--- START MATERIAL PROVIDED ---

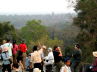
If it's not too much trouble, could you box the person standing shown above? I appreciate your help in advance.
[60,57,71,72]
[44,48,54,72]
[19,40,27,69]
[91,51,97,72]
[30,45,42,70]
[53,46,63,72]
[71,44,82,72]
[1,47,11,72]
[12,40,18,63]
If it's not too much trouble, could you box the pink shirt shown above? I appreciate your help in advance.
[12,44,18,55]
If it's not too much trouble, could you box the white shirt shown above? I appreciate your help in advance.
[60,65,71,72]
[44,52,54,65]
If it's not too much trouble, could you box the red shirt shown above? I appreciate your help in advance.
[12,44,18,55]
[19,43,27,52]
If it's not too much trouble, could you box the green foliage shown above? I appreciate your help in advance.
[74,0,97,62]
[20,20,63,50]
[0,21,17,42]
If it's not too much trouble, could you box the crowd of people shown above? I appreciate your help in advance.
[0,39,97,72]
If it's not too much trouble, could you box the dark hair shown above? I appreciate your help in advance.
[13,63,19,68]
[54,46,58,50]
[75,44,80,49]
[18,51,23,56]
[33,45,38,52]
[63,57,70,62]
[6,39,10,42]
[13,40,16,44]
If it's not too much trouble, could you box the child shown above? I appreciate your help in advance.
[60,57,71,72]
[25,54,31,71]
[1,47,11,72]
[17,51,24,70]
[13,63,22,72]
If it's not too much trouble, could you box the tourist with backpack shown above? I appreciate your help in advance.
[19,40,27,68]
[1,46,11,72]
[12,40,18,63]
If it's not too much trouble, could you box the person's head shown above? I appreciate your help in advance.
[13,63,19,69]
[21,40,25,43]
[93,51,97,58]
[48,48,52,52]
[13,40,16,44]
[54,46,58,51]
[64,57,71,66]
[28,54,31,58]
[2,40,7,44]
[75,44,80,49]
[6,39,10,43]
[33,45,38,52]
[33,68,41,72]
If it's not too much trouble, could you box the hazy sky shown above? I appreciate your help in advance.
[0,0,74,14]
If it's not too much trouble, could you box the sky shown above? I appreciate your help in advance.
[0,0,74,14]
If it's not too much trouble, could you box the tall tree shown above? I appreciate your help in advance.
[73,0,97,62]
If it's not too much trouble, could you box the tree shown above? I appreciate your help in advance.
[0,21,17,41]
[20,20,63,50]
[73,0,97,62]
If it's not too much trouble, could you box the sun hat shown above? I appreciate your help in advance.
[93,51,97,57]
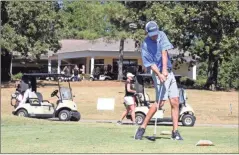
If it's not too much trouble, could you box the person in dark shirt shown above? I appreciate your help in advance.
[73,65,80,81]
[117,73,136,125]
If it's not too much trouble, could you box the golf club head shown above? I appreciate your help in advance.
[147,135,156,141]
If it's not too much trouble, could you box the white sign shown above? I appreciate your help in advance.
[97,98,115,110]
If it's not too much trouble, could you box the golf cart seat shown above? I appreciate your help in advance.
[28,91,52,106]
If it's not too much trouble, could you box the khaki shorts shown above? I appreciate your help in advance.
[152,72,179,102]
[124,96,134,106]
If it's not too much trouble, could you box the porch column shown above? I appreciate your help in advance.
[57,59,61,74]
[48,58,51,73]
[90,57,95,74]
[192,65,197,80]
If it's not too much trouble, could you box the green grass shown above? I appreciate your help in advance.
[1,116,239,153]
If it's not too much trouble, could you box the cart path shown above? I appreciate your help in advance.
[79,119,239,128]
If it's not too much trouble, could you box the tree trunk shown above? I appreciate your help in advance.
[205,58,219,90]
[118,39,124,81]
[1,49,12,82]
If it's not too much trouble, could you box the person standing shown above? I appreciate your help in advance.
[134,21,183,140]
[117,73,136,125]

--- END MATERIAL PROVIDED ---

▶ WORK INSTRUCTIONS:
Copy every one of the records above line for line, keeping each word unchanged, and omit the pictures.

▶ ANSWER BELOW:
If it's not too much trouble, could you box the person standing shown above? I appreciate your help in advance.
[60,57,71,72]
[44,48,54,72]
[19,40,27,69]
[91,51,97,72]
[30,45,42,70]
[53,46,63,72]
[71,44,82,72]
[1,47,11,72]
[12,40,18,63]
If it's not too much trouble, could you box the pink shirt shown above? I appreciate your help in advance.
[12,44,18,55]
If it's not too much trouble, could you box the white shirt shown above? I appreciate your help in advance.
[60,65,71,72]
[44,52,54,65]
If it's not too much trouble, could you box the red shirt shown above? I appreciate your help in advance.
[12,44,18,55]
[19,43,27,52]
If it's not too much trouble, could you box the green foliage shown above? I appreciate your help in advance.
[74,0,97,62]
[20,20,63,50]
[0,21,17,42]
If it's not too much trouble, could you box the crowd of people shown above? I appreciate your help in advance.
[0,39,97,72]
If it's not too much trouble, could you box the dark hair shown above? I appreciate your help in advance.
[13,63,19,68]
[54,46,58,50]
[75,44,80,49]
[18,51,23,56]
[33,45,38,52]
[63,57,70,62]
[6,39,10,42]
[13,40,16,44]
If it's not too much trouble, could you box the child shown above? I appreciate your help in advance.
[60,57,71,72]
[25,54,31,71]
[1,47,11,72]
[17,51,24,70]
[13,63,22,72]
If it's not too much trouble, could you box the tourist with backpack shown above? I appreciate your help in advance.
[19,40,27,68]
[1,46,11,72]
[12,40,18,63]
If it's not too much trouble, could you box the person's head shown above? I appreciate your help in advance.
[13,63,19,69]
[21,40,25,43]
[93,51,97,58]
[48,48,52,52]
[13,40,16,44]
[54,46,58,51]
[64,57,71,66]
[28,54,31,58]
[2,40,7,44]
[75,44,80,49]
[6,39,10,43]
[33,45,38,52]
[33,68,41,72]
If it's not too much trouble, could you box the hazy sky shown above? I appreciate your help in advance.
[0,0,74,14]
If it's not too much trouble, could you box the sky shown above? I appreciate your help in advance.
[0,0,74,14]
If it's not too much trouble, could you box the tall tree shown above? I appreciate your help in advance.
[73,0,97,62]
If it's not too much trouble, could you box the tree shown above? I appreciate your help in advance.
[0,21,17,41]
[20,20,63,50]
[73,0,97,62]
If it's not too much trouble, could you box the sun hat shown above? I appreciate your help in advance.
[93,51,97,57]
If it's not too much trouble, could you box the person in dark shirt shown above? I appreciate your help in advance.
[73,65,80,81]
[117,73,136,125]
If it's not too much trouble, could you box the golf club head shown above? I appreciate your help in advance.
[147,135,156,141]
If it's not too much trouble, could you box the white sign shown above? I appreciate your help in advance.
[97,98,115,110]
If it's not too much trouble, could you box the golf cart seat shown above? I appreciate your help in advance.
[28,91,52,106]
If it's not too much trouble, could you box the khaki shorts shown above? I appreciate your help in advance.
[152,72,179,102]
[124,96,134,106]
If it's not too much trouble, could you box the porch column shown above? I appreciate your help in advance.
[57,59,61,74]
[48,58,51,73]
[90,57,95,74]
[192,65,197,80]
If it's not too much trouble, could you box the green grass shown above? I appreciate your help in advance.
[1,116,239,153]
If it's not too much trouble, could you box the cart path shown above? I appreciate your help in advance.
[79,119,239,128]
If it's not too much trouble, could you box the tree trunk shown above? I appreciate your help in advance.
[205,58,219,90]
[118,39,124,81]
[1,49,12,82]
If it's not too much trouble, could you box the person standing shown above? I appreciate your help in advance.
[134,21,183,140]
[117,73,136,125]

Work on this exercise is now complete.